→ Work to complete: Lay out every item below as a two-column CSV with the headers "text" and "answer", one row per item, placing each in a double-quoted field with line breaks replaced by spaces. Leave the pictures out.
──────── Given data ────────
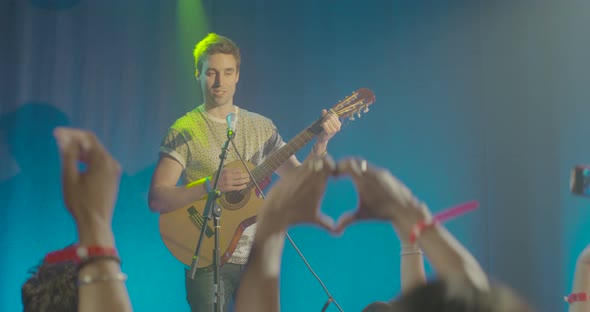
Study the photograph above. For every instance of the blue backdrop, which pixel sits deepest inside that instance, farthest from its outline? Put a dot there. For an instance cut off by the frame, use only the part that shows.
(482, 100)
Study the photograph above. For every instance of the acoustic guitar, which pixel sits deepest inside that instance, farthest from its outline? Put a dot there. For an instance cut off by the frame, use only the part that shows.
(180, 228)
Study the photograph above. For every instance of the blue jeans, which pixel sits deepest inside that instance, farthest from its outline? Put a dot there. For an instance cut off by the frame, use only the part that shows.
(199, 291)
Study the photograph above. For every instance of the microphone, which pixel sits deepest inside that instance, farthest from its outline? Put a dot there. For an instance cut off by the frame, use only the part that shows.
(232, 121)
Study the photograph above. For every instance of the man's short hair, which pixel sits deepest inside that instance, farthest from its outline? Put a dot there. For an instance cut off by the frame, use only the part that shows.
(51, 287)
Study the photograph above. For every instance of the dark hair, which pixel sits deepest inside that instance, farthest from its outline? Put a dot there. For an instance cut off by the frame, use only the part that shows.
(453, 295)
(51, 287)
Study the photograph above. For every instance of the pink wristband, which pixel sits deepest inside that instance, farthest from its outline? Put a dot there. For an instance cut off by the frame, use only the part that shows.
(575, 297)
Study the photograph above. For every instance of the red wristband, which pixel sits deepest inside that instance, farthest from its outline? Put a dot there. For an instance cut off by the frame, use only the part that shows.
(78, 254)
(575, 297)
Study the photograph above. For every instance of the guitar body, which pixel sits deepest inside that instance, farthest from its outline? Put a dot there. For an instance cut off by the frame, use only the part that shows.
(180, 229)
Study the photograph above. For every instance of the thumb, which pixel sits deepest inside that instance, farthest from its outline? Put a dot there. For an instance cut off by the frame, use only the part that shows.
(325, 222)
(345, 221)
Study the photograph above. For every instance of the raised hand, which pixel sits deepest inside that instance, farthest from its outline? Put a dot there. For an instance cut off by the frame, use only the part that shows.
(381, 197)
(89, 194)
(296, 198)
(330, 124)
(232, 179)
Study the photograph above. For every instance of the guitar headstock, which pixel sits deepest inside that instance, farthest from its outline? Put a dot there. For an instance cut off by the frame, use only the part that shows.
(359, 101)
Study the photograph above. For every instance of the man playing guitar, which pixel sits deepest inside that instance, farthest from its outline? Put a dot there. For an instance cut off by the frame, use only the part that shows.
(190, 152)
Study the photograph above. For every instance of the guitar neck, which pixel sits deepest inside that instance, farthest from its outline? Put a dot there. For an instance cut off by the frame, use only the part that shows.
(276, 159)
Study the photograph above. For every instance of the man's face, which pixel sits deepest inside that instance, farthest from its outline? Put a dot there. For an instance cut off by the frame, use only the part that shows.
(218, 79)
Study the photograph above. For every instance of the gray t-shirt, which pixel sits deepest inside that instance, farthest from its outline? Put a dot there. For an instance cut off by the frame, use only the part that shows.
(195, 141)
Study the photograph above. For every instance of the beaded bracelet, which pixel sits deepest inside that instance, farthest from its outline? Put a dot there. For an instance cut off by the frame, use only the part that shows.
(89, 279)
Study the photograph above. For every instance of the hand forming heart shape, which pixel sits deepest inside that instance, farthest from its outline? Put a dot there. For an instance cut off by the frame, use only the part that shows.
(296, 198)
────────
→ Exercise result:
text,answer
"Study the photograph above. For every instance of the blue backdrop, which pixel sits deepest inside that instance, farthest from its outline? Put a dot there. For an instance cut off by the frame, use only the part that shows.","(482, 100)"
"Study the photograph above. For every instance of the acoustic guitar, which pixel sits deepest inside that instance, farthest from its outline? Put a dot there. For an instance cut off by the frame, use only the part that shows.","(180, 228)"
"Study the photograph above. For every instance of the blue jeans, which pixel sits deepest inside that instance, farthest from its outline? Put a dot there. For an instance cut off by the frame, use only the part that shows.","(199, 291)"
"Study the photograph above. For every instance of the microphone, which pixel sits deepest inside that instance, farthest from its outline? Put a dot there. For an instance cut off by the frame, use only the part that shows.","(232, 121)"
"Study the photograph above. For every instance of the man's short hair, which pixel sits deepest inside that instance, farthest from its outline? Put a dot there. For an instance cut off by the frame, use only the part that shows.","(51, 287)"
"Study the photograph above. For every instance of the dark hair, which pixel sits deepest inside that instance, farthest from its outline? Put a dot there. For an instance cut off by the frame, use only the part that shows.","(453, 295) (51, 287)"
"Study the photograph above. For every instance of the pink wristband, which pixel sits deepest inside that instance, farthest from its outline? Put a dot there. For an instance cut off by the frame, use only the part that shows.","(575, 297)"
"Study the photograph above. For every instance of the red wristband, which pixel sits deepest inside that instance, farthest from its outline? Put a dot there. For an instance cut off by the frame, use only the part that shows.","(78, 254) (575, 297)"
"Study the photograph above. For every instance of the guitar body, which pixel sits deepest inside that instance, farthest from its outline? Put a dot there. For an instance cut off by the frame, use only the part that shows.","(180, 229)"
"Study the photograph above. For every instance of the thumb, which pixel sits deepest inside that instance, farthest from its outline? Put a dot there. For an instance cut off by the frame, use only the part that shows.","(325, 222) (345, 221)"
"Study the photograph above. For every instance of the raised hand, which pixel sits deepest inside that instance, farthest from its outline? Put a dot there. For an instance cut off by the frame, use only the part that shows.","(381, 197) (89, 194) (296, 198) (330, 124) (232, 179)"
"Study the photograph above. For every instance of the guitar headstock, which pixel sits deepest inside that instance, farthest from its outline? Put a dot there. For an instance cut off by the frame, use only the part that shows.","(359, 101)"
"Study the photograph above. For every instance of the man playing guitar, which pixel sits deepest inside that instance, farthest from its outline? Put a dot there. For an instance cut off by the frame, use only the part that shows.","(190, 152)"
"Study the photograph above. For every instance of the guitar neck, which pixel sits deepest inside that instance, farthest from its outline? Put a dot there. For an instance cut off by the frame, use only the part that shows.","(276, 159)"
"Study the photograph above. For every instance of the man's face, which pixel sits deepest inside that instance, farthest from its outline? Put a dot there. For an instance cut off by the frame, use only the part that shows.","(218, 79)"
"Study the photograph above. For every instance of the gray t-shirt, which pixel sits deepest inside that instance, farthest from its outline? Put a dot there. For an instance cut off by the frame, use only the part that shows.","(195, 141)"
"Study the photograph above. For every instance of the beaded bracelet, which pixel sits deepest inside that instance, farthest from its outline? Put a dot there. For an instance cut off by the frame, use only the part that shows.","(89, 279)"
"Study the photograph above. For every instance of the hand forming heart shape, which pixel sits deepest inside that instance, farthest from its outline? Put a dot there. For an instance cut off by the frame, use only the part that shows.","(296, 198)"